##### Text segment #####

Apologies if this has been asked elsewhere, but it feels like a specific question. I am working through some machine learning code for fun and struggling to figure out how exactly to remove a column with entropy of zero.
def generate_tree(data, tree, branch="", parent="root"):
entropies = [binary_entropy(data.iloc[:,i]) for i in range(len(data.iloc[0]))]
if np.argmin(entropies) == 0:
data = data.drop(data.columns[np.argmin(entropies)])
no_column_left = (len(data.columns) == 0)
one_animal_left = (len(data.index) == 1)
if no_column_left or one_animal_left:
tree.create(branch+", ".join(data.index), parent=parent)
return
data = data.loc[data.loc[:,data.columns[np.argmax(entropies)]] == 1]
data = data.drop(data.columns[np.argmax(entropies)], axis = 1)
entropies = [binary_entropy(data.iloc[:,i]) for i in range(len(data.iloc[0]))]
selected_column = str(data.columns[np.argmax(entropies)])
node = tree.create_node(branch+selected_column, parent=parent)
mask = data.columns
generate_tree(data[mask], tree, branch="+", parent = node)
generate_tree(data[~mask], tree, branch="-", parent = node)

#####

▶ _Action item_: Please explain in one to three sentences why the forum post on dropping a zero-entropy column asks its question even though the question may already have been asked elsewhere.

##### Stored data #####

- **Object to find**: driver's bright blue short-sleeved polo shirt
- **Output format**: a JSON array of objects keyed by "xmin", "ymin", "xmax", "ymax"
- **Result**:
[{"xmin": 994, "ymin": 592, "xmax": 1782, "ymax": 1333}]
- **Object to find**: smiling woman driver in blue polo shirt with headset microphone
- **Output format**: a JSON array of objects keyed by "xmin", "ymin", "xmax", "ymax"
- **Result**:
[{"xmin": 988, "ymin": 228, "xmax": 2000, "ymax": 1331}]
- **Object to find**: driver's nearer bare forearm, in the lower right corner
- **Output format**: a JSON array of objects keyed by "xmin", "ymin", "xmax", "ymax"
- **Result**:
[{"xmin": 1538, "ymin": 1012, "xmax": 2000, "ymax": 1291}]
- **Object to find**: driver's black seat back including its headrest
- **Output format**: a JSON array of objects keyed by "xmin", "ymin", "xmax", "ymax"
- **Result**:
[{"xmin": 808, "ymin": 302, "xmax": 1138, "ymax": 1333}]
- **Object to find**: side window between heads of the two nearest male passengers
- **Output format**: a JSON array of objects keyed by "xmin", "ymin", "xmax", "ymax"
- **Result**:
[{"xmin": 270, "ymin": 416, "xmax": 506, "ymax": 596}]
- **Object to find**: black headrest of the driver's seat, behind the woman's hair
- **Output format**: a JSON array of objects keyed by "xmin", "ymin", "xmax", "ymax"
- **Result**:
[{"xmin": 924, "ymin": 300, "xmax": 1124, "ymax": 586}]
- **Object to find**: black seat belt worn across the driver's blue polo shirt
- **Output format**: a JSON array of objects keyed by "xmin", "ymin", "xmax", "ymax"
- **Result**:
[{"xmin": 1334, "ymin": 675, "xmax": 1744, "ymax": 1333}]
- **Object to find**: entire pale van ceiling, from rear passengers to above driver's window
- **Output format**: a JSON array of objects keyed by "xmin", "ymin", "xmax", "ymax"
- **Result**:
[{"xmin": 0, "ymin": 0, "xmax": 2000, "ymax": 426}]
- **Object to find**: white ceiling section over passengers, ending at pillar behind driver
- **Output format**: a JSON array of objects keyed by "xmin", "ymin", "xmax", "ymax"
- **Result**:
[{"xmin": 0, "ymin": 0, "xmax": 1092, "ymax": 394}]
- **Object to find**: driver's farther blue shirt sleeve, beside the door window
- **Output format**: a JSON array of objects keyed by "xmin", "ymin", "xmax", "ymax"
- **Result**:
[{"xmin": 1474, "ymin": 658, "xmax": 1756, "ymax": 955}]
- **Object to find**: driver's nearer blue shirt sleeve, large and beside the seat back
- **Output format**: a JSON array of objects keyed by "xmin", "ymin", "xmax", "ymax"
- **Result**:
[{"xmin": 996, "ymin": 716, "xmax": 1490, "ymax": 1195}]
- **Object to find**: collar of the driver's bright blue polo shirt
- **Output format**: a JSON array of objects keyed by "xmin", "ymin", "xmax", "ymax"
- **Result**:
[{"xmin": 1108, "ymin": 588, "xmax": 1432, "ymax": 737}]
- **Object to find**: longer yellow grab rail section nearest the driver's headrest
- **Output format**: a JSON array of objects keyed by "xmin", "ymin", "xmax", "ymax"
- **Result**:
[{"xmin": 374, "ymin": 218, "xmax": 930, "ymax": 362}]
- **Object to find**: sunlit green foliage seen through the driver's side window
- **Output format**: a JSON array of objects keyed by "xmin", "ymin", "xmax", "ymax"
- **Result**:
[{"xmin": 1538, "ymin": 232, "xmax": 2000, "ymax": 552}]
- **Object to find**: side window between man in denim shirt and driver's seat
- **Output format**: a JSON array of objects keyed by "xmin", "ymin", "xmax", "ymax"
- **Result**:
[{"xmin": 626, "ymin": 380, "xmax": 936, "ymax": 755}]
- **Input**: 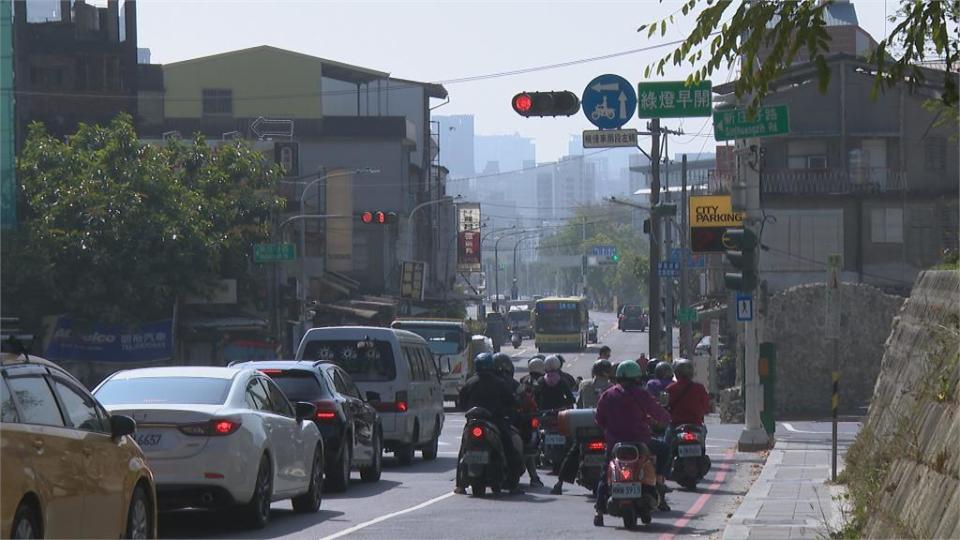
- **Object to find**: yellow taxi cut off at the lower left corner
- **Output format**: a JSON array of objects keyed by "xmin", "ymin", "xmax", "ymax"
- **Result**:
[{"xmin": 0, "ymin": 353, "xmax": 157, "ymax": 538}]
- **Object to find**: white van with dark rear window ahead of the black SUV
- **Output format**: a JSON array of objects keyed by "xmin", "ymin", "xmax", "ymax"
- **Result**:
[{"xmin": 296, "ymin": 326, "xmax": 443, "ymax": 463}]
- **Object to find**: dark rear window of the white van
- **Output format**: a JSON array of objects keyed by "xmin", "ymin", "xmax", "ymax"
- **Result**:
[{"xmin": 303, "ymin": 339, "xmax": 397, "ymax": 382}]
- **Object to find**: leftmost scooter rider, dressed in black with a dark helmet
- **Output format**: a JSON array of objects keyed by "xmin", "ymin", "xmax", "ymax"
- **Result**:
[{"xmin": 454, "ymin": 352, "xmax": 523, "ymax": 494}]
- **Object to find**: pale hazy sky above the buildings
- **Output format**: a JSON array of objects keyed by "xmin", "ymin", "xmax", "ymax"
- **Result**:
[{"xmin": 138, "ymin": 0, "xmax": 899, "ymax": 165}]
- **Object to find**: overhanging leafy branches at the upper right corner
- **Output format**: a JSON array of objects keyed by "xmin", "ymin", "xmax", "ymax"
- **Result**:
[{"xmin": 638, "ymin": 0, "xmax": 960, "ymax": 110}]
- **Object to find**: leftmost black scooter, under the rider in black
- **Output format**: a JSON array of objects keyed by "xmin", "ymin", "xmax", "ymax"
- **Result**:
[{"xmin": 457, "ymin": 407, "xmax": 522, "ymax": 497}]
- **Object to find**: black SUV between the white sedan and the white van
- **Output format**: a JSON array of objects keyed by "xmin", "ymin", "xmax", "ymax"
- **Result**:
[{"xmin": 234, "ymin": 360, "xmax": 383, "ymax": 491}]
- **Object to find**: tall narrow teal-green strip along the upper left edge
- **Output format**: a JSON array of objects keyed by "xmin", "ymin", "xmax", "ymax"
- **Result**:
[{"xmin": 0, "ymin": 2, "xmax": 15, "ymax": 229}]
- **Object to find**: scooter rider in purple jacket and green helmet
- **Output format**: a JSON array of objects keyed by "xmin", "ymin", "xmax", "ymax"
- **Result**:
[{"xmin": 593, "ymin": 360, "xmax": 670, "ymax": 527}]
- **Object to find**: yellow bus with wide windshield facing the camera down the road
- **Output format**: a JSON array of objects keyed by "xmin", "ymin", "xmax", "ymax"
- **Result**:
[{"xmin": 533, "ymin": 297, "xmax": 590, "ymax": 352}]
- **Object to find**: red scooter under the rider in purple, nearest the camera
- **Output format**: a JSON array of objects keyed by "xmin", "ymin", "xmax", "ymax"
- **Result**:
[{"xmin": 606, "ymin": 443, "xmax": 659, "ymax": 530}]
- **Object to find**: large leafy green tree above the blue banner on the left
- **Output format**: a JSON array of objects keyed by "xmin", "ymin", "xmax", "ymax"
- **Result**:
[{"xmin": 2, "ymin": 115, "xmax": 280, "ymax": 322}]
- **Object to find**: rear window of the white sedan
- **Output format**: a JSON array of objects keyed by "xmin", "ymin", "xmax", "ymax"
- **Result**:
[{"xmin": 96, "ymin": 377, "xmax": 231, "ymax": 405}]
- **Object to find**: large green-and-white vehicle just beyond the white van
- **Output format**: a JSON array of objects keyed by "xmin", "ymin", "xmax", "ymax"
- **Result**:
[{"xmin": 390, "ymin": 318, "xmax": 493, "ymax": 401}]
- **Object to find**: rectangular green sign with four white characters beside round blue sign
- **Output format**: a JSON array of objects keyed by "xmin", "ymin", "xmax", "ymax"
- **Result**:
[{"xmin": 637, "ymin": 81, "xmax": 713, "ymax": 118}]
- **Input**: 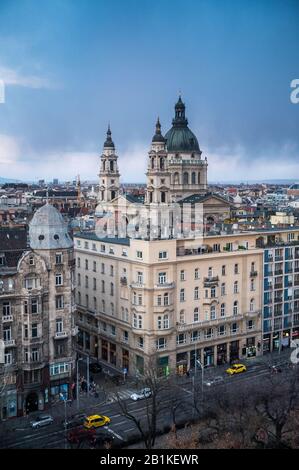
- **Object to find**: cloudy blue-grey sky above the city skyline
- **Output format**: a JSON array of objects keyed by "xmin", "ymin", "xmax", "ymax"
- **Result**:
[{"xmin": 0, "ymin": 0, "xmax": 299, "ymax": 182}]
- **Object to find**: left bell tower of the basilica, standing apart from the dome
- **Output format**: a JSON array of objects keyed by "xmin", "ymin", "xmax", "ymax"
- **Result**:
[{"xmin": 98, "ymin": 125, "xmax": 120, "ymax": 202}]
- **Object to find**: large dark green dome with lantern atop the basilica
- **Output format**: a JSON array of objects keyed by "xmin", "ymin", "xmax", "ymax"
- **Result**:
[{"xmin": 165, "ymin": 97, "xmax": 200, "ymax": 152}]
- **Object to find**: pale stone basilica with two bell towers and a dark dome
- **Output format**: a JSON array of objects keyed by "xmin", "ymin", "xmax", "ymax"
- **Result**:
[{"xmin": 96, "ymin": 96, "xmax": 230, "ymax": 237}]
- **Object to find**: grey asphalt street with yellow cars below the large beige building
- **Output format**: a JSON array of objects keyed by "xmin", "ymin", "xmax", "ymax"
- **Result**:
[{"xmin": 0, "ymin": 354, "xmax": 298, "ymax": 449}]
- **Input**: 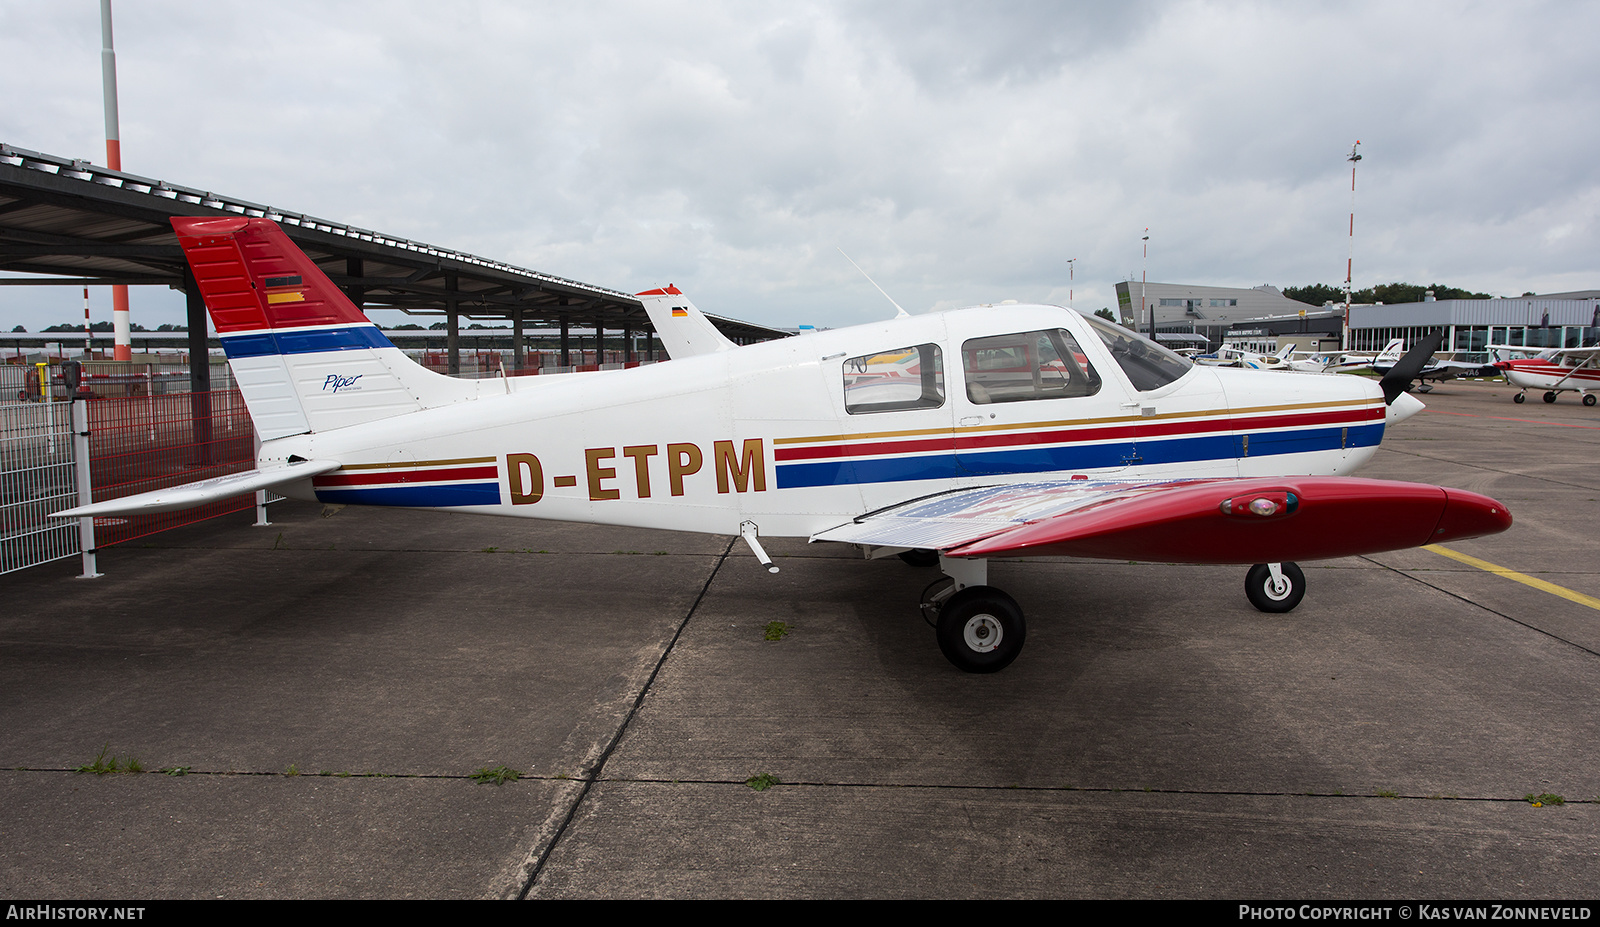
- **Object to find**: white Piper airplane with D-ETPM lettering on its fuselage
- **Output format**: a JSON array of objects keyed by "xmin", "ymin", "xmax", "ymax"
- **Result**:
[{"xmin": 59, "ymin": 218, "xmax": 1510, "ymax": 672}]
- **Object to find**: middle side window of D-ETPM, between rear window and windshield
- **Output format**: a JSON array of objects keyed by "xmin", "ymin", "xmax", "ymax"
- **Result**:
[{"xmin": 962, "ymin": 328, "xmax": 1101, "ymax": 405}]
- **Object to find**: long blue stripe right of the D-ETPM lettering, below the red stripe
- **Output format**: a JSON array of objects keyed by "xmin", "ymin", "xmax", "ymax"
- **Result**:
[{"xmin": 778, "ymin": 423, "xmax": 1384, "ymax": 490}]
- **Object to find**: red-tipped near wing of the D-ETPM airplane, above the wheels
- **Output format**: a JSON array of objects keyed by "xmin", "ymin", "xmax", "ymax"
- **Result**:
[{"xmin": 811, "ymin": 477, "xmax": 1510, "ymax": 564}]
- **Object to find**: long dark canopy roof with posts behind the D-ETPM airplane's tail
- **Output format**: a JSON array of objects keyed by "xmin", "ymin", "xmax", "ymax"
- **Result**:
[{"xmin": 0, "ymin": 142, "xmax": 790, "ymax": 381}]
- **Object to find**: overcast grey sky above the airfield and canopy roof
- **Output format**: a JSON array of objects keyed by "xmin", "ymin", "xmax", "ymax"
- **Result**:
[{"xmin": 0, "ymin": 0, "xmax": 1600, "ymax": 330}]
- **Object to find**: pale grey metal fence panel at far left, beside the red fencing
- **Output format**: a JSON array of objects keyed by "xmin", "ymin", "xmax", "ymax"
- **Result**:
[{"xmin": 0, "ymin": 402, "xmax": 78, "ymax": 573}]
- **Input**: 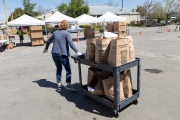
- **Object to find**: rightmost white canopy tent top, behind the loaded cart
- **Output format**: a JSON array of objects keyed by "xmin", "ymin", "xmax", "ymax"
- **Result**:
[{"xmin": 97, "ymin": 11, "xmax": 126, "ymax": 22}]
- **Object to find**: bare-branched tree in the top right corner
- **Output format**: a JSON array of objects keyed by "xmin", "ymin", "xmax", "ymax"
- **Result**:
[{"xmin": 164, "ymin": 0, "xmax": 180, "ymax": 22}]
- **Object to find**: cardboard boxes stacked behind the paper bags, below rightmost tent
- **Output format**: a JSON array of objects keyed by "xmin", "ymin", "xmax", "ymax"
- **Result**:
[{"xmin": 107, "ymin": 22, "xmax": 126, "ymax": 37}]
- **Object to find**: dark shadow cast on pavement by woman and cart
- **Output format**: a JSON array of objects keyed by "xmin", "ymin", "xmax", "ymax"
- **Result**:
[{"xmin": 33, "ymin": 79, "xmax": 114, "ymax": 118}]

#####

▶ _Task response_: The poster says it feels like a specific question. So after apologizing in case it has been asked before, the poster goes ahead and asks it.